| THE TASK |
Print the listing below in its entirety, character for character.

-=-=-=-=-

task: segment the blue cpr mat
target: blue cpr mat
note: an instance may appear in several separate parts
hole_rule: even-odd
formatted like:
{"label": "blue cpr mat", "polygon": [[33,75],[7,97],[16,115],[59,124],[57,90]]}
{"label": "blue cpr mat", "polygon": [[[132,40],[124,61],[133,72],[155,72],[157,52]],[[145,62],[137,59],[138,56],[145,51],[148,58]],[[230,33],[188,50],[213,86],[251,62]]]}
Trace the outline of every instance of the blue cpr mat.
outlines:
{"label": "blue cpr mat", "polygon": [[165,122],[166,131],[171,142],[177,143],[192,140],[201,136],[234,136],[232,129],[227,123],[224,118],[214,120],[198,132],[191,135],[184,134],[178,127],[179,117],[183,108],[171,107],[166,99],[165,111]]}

-=-=-=-=-

| FINAL ANSWER |
task: segment the blue cpr mat
target: blue cpr mat
note: an instance may appear in several separate parts
hole_rule: even-odd
formatted like:
{"label": "blue cpr mat", "polygon": [[33,75],[7,97],[16,115],[59,124],[57,90]]}
{"label": "blue cpr mat", "polygon": [[[132,40],[124,61],[133,72],[155,72],[157,52]],[[145,62],[137,59],[138,56],[145,51],[148,58]],[[230,33],[188,50],[213,86],[251,62]]]}
Trace the outline of every instance of the blue cpr mat.
outlines:
{"label": "blue cpr mat", "polygon": [[165,122],[166,131],[171,142],[177,143],[192,140],[201,136],[234,136],[232,129],[227,123],[224,118],[214,120],[198,132],[191,135],[184,134],[178,127],[179,117],[183,108],[171,107],[166,99],[165,111]]}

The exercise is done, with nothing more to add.